WHAT THE TASK REQUIRES — Pull out every line of the records that contains the string "rope", matching case exactly.

DATA FOR THIS TASK —
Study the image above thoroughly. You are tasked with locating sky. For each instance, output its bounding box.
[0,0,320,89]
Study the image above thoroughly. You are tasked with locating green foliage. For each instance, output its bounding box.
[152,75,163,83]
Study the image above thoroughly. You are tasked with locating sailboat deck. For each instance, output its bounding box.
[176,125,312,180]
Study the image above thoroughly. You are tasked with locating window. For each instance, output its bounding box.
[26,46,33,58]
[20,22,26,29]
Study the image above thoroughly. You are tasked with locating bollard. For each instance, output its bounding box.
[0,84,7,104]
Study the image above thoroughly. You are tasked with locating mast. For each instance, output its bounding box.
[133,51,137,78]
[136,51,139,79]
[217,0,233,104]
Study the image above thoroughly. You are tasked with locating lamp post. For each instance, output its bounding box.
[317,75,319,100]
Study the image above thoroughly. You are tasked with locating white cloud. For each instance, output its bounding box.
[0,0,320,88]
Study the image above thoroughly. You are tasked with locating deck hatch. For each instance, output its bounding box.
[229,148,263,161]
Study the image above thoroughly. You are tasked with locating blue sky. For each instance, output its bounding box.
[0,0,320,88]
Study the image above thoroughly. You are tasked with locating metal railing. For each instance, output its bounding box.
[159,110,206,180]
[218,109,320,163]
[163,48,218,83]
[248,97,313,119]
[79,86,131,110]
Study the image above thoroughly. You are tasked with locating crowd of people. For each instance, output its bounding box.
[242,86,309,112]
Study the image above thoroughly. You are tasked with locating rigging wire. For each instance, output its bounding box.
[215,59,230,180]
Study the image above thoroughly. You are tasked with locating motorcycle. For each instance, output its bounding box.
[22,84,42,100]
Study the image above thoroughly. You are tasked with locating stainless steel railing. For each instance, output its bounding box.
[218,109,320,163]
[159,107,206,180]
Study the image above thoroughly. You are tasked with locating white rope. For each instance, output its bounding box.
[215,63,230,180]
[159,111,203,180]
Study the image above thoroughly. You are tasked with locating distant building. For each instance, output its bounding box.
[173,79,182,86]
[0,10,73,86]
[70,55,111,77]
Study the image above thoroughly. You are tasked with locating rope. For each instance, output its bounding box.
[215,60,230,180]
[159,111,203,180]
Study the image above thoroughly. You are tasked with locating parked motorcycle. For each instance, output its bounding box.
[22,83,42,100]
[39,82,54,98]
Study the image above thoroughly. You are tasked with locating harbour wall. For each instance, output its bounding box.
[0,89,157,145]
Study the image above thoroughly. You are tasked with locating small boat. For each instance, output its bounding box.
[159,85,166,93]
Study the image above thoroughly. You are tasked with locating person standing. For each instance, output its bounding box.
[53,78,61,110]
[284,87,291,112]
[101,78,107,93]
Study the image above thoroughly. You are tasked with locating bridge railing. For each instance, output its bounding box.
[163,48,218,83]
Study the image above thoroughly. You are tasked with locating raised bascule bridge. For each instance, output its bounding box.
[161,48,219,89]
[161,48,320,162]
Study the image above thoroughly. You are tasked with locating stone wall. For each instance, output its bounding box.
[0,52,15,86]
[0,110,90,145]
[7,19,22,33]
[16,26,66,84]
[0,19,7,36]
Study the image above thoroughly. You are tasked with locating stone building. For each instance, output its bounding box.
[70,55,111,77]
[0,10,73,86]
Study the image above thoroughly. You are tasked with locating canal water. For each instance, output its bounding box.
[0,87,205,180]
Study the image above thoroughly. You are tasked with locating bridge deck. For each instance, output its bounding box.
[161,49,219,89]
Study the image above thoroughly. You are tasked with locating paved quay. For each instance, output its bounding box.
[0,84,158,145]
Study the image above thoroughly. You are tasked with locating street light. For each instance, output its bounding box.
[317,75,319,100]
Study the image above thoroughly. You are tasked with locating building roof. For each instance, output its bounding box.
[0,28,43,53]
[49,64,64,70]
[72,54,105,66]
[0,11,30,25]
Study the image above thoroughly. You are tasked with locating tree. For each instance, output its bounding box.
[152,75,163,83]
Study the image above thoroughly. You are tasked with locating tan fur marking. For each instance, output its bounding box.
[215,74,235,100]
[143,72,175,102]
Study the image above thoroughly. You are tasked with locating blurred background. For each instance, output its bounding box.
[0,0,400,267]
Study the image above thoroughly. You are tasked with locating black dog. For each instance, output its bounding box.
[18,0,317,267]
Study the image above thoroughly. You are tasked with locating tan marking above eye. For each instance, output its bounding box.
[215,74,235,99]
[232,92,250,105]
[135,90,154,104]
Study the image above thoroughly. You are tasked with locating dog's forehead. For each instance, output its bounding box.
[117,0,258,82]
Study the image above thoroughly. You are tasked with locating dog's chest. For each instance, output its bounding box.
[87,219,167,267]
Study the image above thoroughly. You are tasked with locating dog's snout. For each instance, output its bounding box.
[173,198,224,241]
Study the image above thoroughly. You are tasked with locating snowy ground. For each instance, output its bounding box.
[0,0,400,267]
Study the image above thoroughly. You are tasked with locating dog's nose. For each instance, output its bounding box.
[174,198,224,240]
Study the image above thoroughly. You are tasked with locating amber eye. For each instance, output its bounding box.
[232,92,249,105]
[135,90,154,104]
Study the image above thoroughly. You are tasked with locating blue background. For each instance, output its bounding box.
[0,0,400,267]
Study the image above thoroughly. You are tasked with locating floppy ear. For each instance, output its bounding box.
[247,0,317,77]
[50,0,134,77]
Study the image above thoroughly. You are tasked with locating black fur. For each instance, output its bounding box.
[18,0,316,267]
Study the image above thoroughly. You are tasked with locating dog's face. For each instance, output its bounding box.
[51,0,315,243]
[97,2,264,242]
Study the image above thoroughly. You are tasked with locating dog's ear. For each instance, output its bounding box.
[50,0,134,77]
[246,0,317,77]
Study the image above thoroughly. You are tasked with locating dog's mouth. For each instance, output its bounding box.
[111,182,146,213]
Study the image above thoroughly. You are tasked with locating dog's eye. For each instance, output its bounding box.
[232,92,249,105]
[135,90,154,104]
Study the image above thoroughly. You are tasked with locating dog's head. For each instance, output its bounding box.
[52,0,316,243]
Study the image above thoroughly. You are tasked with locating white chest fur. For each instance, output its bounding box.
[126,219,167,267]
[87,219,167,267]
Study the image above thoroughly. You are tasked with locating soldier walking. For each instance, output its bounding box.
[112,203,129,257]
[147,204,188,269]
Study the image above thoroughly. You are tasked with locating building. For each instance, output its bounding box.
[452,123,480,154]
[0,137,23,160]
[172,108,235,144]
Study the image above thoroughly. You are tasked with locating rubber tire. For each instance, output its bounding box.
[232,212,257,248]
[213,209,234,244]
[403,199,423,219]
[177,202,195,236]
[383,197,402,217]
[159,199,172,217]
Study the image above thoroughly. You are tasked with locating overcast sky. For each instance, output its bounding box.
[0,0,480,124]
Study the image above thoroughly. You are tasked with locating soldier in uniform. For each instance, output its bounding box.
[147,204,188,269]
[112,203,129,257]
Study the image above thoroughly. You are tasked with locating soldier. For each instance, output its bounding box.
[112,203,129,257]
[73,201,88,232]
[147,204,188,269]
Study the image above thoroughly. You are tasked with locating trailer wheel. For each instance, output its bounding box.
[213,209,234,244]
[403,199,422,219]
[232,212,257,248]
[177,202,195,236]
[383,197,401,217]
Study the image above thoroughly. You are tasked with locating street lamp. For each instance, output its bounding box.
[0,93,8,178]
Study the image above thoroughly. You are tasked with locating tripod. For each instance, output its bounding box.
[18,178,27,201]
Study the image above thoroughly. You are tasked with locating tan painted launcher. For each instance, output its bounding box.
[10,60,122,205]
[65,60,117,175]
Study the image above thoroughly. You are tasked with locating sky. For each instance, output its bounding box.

CORRECT OUTPUT —
Study the image above thoroughly. You are tasked with locating white rope. For each instance, output its bounding box.
Study the image above thoroughly. You are tasked with locating rope. For each instance, output its bounding box.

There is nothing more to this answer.